Passage to read below:
Name	Measured value (mmol/L)	CV (%)	Standard value (mmol/L)	Bias (%)	IFCC Equivalent limit
NIST SRM 956d L1	93.98	0.79	94.53 ± 0.21	−0.58	±2.00%
NIST SRM 956d L2	107.55	0.28	108.5 ± 0.2	−0.88
NIST SRM 956d L3	121.56	0.43	122.6 ± 0.3	−0.85

Table 4

Comparison of values between serum samples and IFCC External Quality assessment scheme for Reference Laboratories in Laboratory Medicine (IFCC‐RELA) samples

Name	Measured value (mmol/L)	CV (%)	Extended uncertainty (mmol/L)	Target value (mmol/L)	Bias (%)	IFCC equivalent limit
2013RELA‐A	110.66	0.44	0.83	109.88	0.71	±2.00%
2013RELA‐B	113.76	0.81	0.77	112.98	0.70
2014RELA‐A	120.35	0.42	0.75	119.80	0.46
2014RELA‐B	125.62	0.59	0.91	124.88	0.59
2015RELA‐A	125.40	0.67	0.64	124.30	0.88
2015RELA‐B	129.60	0.42	0.73	128.15	1.13
2016RELA‐A	118.57	0.37	1.10	118.03	0.49
2016RELA‐B	138.40	0.80	0.61	137.43	0.71
2017RELA‐A	127.40	0.70	1.30	127.46	−0.05
2017RELA‐B	122.80	0.81	1.30	123.11	−0.25
2018RELA‐A	118.15	0.72	0.93	118.16	−0.55
2018RELA‐B	143.76	0.43	0.93	144.60	−0.55

Method comparison

Inductively coupled plasma mass spectrometry is accepted as reference methods which were used by many reference laboratories. This method has been proved to be the correct measurement of chloride in human serum. The concentration of chloride determined by accepted reference method was regarded as the standard. In Figure 3, the result of determination by proposed method showed that IC and ICP‐MS had the good comparability because of the good linear correlation coefficient (R 2 = .998), slope (a = 1.0229), and intercept (b = 0.0538). So IC method has good accuracy. Simultaneously, the sample pretreatment procedure was very simple and the detection process was easy. The low concentration of chloride also can be detected even at 9.87 × 10−5 mmol/L. Therefore, IC can be recommended as the candidate reference method for the determination of chloride in human serum.
End of Passage to read.
• **Exercises**:
• 1. For each statement, answer yes or no according to the passage on measuring chloride in serum, and quote the words of the passage that decide it. (a) The comparison of IC with ICP‐MS gave a correlation coefficient of R 2 = .998. (b) The sample pretreatment procedure for the IC method is described as complicated. (c) The passage states that chloride can be detected even at 9.87 × 10−5 mmol/L.
• 2. Extend the passage on measuring chloride in serum, starting after its final sentence.
The entries that come after this passage on measuring chloride in serum are not needed for what you are asked here.
Data under study below:
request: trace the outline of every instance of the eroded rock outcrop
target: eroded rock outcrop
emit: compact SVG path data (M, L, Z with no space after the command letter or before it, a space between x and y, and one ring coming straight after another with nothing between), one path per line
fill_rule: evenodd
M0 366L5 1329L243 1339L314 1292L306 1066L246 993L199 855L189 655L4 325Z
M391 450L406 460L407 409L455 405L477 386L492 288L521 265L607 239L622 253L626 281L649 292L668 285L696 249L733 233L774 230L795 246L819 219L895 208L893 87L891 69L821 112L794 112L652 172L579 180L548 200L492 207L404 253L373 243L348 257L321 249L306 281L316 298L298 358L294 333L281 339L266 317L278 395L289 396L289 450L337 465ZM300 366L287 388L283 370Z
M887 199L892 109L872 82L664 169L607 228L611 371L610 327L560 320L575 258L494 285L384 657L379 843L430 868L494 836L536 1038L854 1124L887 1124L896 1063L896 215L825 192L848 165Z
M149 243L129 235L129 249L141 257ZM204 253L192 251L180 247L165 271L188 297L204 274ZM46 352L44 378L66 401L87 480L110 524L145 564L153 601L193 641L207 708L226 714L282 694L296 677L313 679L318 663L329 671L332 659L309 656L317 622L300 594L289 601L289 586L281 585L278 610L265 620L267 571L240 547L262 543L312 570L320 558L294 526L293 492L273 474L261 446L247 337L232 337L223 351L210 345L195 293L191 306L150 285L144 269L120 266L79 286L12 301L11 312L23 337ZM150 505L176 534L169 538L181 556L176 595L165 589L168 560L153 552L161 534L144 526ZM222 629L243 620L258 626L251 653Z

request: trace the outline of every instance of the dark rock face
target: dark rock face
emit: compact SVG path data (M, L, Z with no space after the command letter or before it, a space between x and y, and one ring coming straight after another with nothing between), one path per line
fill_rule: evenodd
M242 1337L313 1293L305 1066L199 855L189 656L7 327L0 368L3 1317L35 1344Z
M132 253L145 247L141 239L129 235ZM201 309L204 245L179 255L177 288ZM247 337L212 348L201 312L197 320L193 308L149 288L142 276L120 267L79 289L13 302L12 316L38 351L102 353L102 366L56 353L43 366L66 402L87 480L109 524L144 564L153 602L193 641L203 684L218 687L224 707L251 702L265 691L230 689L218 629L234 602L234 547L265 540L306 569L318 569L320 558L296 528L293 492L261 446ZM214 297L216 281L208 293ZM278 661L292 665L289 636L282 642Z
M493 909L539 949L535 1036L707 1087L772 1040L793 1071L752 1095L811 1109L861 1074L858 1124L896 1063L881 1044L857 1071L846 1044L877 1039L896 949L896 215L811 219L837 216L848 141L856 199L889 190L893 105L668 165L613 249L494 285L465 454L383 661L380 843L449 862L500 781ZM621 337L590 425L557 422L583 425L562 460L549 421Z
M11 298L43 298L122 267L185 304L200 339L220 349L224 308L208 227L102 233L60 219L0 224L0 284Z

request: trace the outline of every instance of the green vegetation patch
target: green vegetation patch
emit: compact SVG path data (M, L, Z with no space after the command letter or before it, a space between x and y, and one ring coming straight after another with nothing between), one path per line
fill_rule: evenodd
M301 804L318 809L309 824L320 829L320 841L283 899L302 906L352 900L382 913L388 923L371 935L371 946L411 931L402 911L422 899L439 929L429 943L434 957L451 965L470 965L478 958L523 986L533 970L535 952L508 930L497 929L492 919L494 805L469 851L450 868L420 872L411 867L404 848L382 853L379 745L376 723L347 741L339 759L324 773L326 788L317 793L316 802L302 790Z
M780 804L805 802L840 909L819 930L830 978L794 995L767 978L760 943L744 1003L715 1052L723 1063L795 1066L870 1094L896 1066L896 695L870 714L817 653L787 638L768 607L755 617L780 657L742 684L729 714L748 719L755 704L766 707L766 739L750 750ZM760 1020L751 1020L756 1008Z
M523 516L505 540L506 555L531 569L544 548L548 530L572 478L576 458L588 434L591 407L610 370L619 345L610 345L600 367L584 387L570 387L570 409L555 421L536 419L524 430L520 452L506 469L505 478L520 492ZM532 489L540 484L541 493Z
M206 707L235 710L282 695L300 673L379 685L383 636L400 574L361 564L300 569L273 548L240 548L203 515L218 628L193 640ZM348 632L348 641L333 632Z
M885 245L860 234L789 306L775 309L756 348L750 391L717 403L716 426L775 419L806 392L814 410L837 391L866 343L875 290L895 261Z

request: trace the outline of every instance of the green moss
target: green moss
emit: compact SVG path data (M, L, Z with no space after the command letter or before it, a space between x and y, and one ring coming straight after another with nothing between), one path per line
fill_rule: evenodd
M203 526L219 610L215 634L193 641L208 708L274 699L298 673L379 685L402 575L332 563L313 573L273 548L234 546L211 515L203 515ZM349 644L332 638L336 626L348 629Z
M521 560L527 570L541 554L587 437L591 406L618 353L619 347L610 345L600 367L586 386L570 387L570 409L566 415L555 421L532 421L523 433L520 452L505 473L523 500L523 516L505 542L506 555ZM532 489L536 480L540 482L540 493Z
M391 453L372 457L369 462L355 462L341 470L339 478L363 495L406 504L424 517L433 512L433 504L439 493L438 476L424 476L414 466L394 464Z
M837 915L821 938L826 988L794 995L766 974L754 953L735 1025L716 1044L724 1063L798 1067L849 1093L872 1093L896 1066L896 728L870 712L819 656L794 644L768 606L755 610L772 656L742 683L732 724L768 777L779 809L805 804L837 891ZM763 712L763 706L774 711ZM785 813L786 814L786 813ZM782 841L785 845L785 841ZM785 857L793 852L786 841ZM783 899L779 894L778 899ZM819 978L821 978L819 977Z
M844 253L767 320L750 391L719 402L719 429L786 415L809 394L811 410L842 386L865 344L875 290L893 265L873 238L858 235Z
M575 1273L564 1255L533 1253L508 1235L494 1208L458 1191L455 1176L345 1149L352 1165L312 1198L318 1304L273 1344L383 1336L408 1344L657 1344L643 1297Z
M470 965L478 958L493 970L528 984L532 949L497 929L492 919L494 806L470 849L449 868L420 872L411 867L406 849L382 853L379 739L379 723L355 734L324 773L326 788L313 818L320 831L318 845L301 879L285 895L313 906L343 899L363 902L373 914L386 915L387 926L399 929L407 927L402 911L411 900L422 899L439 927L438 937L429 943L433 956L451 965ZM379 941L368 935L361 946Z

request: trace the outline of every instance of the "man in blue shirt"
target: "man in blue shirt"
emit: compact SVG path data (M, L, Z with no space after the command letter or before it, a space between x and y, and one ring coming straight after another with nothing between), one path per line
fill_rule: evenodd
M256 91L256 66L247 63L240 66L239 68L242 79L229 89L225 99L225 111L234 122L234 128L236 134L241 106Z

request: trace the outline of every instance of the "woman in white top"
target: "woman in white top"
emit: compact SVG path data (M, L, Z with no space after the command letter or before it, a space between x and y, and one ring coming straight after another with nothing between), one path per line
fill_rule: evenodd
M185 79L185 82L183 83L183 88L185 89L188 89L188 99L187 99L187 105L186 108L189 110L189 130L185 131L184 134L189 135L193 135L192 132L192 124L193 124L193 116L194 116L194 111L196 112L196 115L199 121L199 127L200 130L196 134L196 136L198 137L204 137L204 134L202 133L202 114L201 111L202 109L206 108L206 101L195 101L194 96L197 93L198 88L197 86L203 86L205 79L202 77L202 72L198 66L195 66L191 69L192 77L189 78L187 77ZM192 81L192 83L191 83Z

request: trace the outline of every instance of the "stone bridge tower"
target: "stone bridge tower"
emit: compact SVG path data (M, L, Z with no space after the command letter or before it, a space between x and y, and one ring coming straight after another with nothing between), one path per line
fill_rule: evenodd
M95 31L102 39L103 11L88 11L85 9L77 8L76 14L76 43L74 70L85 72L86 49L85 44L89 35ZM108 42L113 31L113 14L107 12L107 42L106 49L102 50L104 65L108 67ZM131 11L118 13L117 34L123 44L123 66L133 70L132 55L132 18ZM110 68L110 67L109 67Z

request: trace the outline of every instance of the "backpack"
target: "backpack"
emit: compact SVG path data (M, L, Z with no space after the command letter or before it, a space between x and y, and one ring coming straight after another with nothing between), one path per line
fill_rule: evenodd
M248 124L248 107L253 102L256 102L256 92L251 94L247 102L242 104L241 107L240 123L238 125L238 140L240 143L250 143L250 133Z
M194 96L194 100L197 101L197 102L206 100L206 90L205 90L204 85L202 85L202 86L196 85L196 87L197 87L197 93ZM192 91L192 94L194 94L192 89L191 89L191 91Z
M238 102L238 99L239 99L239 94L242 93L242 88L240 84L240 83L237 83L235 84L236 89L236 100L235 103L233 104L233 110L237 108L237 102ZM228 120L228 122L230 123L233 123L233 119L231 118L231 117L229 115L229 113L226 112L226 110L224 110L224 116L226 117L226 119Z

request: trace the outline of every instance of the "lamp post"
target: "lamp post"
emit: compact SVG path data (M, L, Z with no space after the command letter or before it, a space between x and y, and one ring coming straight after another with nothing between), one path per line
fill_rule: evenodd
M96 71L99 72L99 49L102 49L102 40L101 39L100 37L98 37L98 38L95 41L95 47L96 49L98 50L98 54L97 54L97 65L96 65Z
End of Data under study.
• **Answers below**:
• 1.
(a) Yes: "good linear correlation coefficient (R 2 = .998)"
(b) No: "the sample pretreatment procedure was very simple"
(c) Yes: "The low concentration of chloride also can be detected even at 9.87 × 10−5 mmol/L."

• 2.
Figure 3

The comparison of ICP‐MS and IC

The cost of using the IC as the reference method was lower than other reference methods. Besides, the accuracy was good which reached the request. In a word, IC method can be applied to the standardization and traceability of serum chloride, which can provide effective way for the determination of routine testing to the reference method.

Measurement uncertainty

The measurement uncertainty of the proposed method is strictly evaluated according to the evaluation procedure of measurement uncertainty which were established on Guide to the Expression of Uncertainty in Measurement (GUM, 1999). When evaluating the calibration and measurement capability (CMC), the different mole concentrations of samples were detected, and their measurement uncertainty was evaluated. With the mole concentration from low to high, the uncertainty of measurement was descending. According to the China National Accreditation Service for Conformity Assessment standard CNAS‐GL 37 “Guidance on Expression of Calibration and Measurement Capability (CMC),” the measurement range of chloride was 78.9‐129.4 mmol/L, which corresponds to the expanded uncertainty was 0.70%‐0.50%, respectively.

Robustness

The proposed IC method has been applied to the determination of chloride in human serum for more than 5 years. During that time, more than 1000 serum specimens have been determined by ion chromatography, fortunately, we have not encountered obvious suppressor injury or column contamination, which leads to the decrease of chromatographic resolutions, and the results are inaccuracy. This phenomenon could be related to a dilution of 500 times with Milli‐Q water makes the organic content in the serum specimen very low, which is not enough to cause suppressor injury and column contamination. In fact, the same ion chromatography system was used throughout this work without replacing the suppressor or analytical column since year 2013.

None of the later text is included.